**About this task**
For every entry that follows, return an identical copy.

**Records from a data source**
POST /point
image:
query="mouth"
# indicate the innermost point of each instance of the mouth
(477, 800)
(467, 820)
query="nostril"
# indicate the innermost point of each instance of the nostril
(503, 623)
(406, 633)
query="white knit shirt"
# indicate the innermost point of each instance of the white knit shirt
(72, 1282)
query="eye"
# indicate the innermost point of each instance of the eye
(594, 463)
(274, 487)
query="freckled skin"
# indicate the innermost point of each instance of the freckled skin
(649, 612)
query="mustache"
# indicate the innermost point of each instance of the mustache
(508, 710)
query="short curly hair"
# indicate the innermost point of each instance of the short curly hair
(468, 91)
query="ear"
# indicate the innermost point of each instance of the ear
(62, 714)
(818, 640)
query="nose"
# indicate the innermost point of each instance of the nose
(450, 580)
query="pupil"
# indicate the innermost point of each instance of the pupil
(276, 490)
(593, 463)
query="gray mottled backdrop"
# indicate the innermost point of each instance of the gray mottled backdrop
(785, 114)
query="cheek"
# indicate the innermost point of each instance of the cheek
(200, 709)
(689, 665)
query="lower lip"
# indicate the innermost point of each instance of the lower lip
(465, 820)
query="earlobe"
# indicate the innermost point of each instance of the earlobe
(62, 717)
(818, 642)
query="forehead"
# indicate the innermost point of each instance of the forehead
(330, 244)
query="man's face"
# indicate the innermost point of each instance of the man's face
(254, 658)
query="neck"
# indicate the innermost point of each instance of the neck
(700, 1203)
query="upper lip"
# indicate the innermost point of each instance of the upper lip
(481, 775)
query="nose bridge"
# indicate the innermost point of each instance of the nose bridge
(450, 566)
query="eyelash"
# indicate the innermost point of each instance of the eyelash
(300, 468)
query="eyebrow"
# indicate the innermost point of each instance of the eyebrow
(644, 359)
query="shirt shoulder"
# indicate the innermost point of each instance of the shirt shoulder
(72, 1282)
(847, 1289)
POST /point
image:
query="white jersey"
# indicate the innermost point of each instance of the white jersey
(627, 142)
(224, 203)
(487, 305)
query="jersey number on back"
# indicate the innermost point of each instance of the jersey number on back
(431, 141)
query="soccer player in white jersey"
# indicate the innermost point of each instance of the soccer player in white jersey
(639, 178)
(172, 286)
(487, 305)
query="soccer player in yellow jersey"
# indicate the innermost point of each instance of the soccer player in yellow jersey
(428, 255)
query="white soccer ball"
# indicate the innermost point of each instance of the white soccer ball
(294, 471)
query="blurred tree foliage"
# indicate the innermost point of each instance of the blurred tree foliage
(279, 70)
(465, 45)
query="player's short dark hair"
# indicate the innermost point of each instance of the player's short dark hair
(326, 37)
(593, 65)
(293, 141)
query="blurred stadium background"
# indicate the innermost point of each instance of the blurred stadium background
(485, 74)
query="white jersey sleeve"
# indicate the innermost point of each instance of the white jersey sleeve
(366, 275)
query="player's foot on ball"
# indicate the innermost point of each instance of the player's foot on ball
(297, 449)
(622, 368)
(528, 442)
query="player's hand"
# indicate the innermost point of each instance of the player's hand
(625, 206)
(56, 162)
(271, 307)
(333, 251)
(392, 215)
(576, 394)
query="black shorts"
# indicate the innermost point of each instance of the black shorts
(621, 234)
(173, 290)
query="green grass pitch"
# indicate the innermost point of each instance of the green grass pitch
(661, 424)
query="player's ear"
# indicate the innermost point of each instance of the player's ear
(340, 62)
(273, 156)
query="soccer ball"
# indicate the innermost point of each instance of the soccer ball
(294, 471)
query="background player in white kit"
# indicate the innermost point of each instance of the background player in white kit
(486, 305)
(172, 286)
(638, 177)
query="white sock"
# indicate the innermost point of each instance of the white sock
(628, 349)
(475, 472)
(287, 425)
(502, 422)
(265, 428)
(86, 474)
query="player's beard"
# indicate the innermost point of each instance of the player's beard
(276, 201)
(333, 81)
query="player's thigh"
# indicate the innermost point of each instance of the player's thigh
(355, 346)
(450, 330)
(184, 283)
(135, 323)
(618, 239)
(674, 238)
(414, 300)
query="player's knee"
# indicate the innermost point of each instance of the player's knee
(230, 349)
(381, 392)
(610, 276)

**Task output**
POST /point
image:
query="mouth"
# indicate the innermost point of each instance of the mouth
(477, 800)
(467, 820)
query="nostril"
# indicate the innermost point of each instance of the nostril
(503, 623)
(406, 633)
query="white knit shirt"
# indicate the innermost point of each instance of the white knit shirt
(72, 1282)
query="eye"
# indicate the innermost point of each instance of the eye
(594, 463)
(274, 487)
query="freckled skin"
# indicate the innermost point of each instance of the freckled skin
(649, 612)
query="mustache"
# indicate the innermost point of each instance of the mustache
(508, 710)
query="short curly hair"
# indicate the innermost point of each instance of the short curly hair
(468, 91)
query="ear"
# indicate the innermost point of each instance of the ear
(62, 714)
(818, 640)
query="nose"
# indicate the innermost point of each instance of the nose
(450, 580)
query="pupil"
# indicate the innermost point of each instance of the pupil
(276, 490)
(593, 463)
query="gray mottled backdrop"
# indicate the innermost point of each instance of the gray mottled backdrop
(785, 114)
query="cheek"
# indicate the innermost point of each instance of the cheek
(200, 709)
(689, 665)
query="lower lip"
# indicate the innermost point of each instance of the lower lip
(465, 820)
query="earlobe"
# indicate the innermost point of each instance of the earlobe
(62, 717)
(818, 642)
query="forehead"
# indicate the innermost point of each instance of the forehead
(330, 244)
query="man's face"
# indicate the innermost point of each instance of the man's face
(254, 658)
query="neck"
# indicate the innermost point of each instance of the neck
(700, 1203)
query="upper lip"
# indicate the innermost point of each instance of the upper lip
(481, 775)
query="nose bridge"
# indicate the innermost point of each instance of the nose bridge
(450, 566)
query="eyelash"
# indicate the innermost point of each instance of the eyelash
(300, 468)
query="eyebrow"
# indicate the innermost point of each instance of the eyebrow
(644, 359)
query="shirt shoulder"
# indicate the innermost point of each instance of the shirt shoulder
(72, 1282)
(847, 1289)
POST /point
image:
query="white jersey"
# indicate the innermost point of each instance of the white jersey
(627, 142)
(224, 203)
(487, 305)
query="jersey number on back"
# indicate the innermost point of each instance of the jersey number on back
(431, 141)
query="soccer player in white jersey"
# indicate the innermost point of each instance of the soccer player in white jersey
(639, 178)
(172, 286)
(487, 305)
query="soccer player in yellow jersey"
# indicate the innermost point of each instance of the soccer player in yellow jersey
(428, 255)
query="white soccer ball"
# indicate the innermost point of each instance of the white soccer ball
(294, 471)
query="blurred tree foliage"
# indicate the innermost point of each instance of the blurred tree foliage
(279, 70)
(465, 45)
query="player's short dark hair"
# indicate the innermost point of each instance of the player's short dark hair
(326, 37)
(593, 65)
(293, 141)
query="blurred stadium background"
# indicate the innermost point of each instance of the blurred stadium background
(485, 74)
query="white jersey sleeve"
# indicate the innermost point of each instance of the white jersey sleeve
(366, 275)
query="player's foot on ball"
# indicate the innermost point of each instance of the player's foot on ball
(297, 449)
(622, 368)
(528, 442)
query="player's hand"
# indicate the innermost point of each instance of the player's hand
(625, 206)
(56, 162)
(271, 307)
(333, 251)
(392, 215)
(576, 394)
query="black shorts"
# indicate the innermost point of each instance of the black shorts
(621, 234)
(173, 290)
query="green grass pitch"
# indicate the innermost point of each instance of the green grass pitch
(661, 424)
query="player's ear"
# indicate the innermost point of each instance of the player's ear
(340, 62)
(273, 156)
query="soccer ball"
# indicate the innermost point of each instance of the soccer ball
(294, 471)
query="background player in white kit"
# indicate the innermost point of each instance of the background player in white kit
(486, 305)
(172, 286)
(638, 177)
query="white sock"
# indicate the innermost point of each instance of the white sock
(628, 349)
(475, 472)
(287, 425)
(502, 422)
(265, 428)
(86, 474)
query="player's beard"
# indicate the innermost point of each instance of the player's beard
(276, 201)
(333, 81)
query="player's thigh"
# indicate the innermost point of each instance of the player's thigh
(355, 346)
(450, 330)
(184, 283)
(135, 323)
(618, 239)
(674, 238)
(414, 300)
query="player's knee"
# indicate the innermost point of each instance of the player's knee
(230, 349)
(381, 392)
(610, 276)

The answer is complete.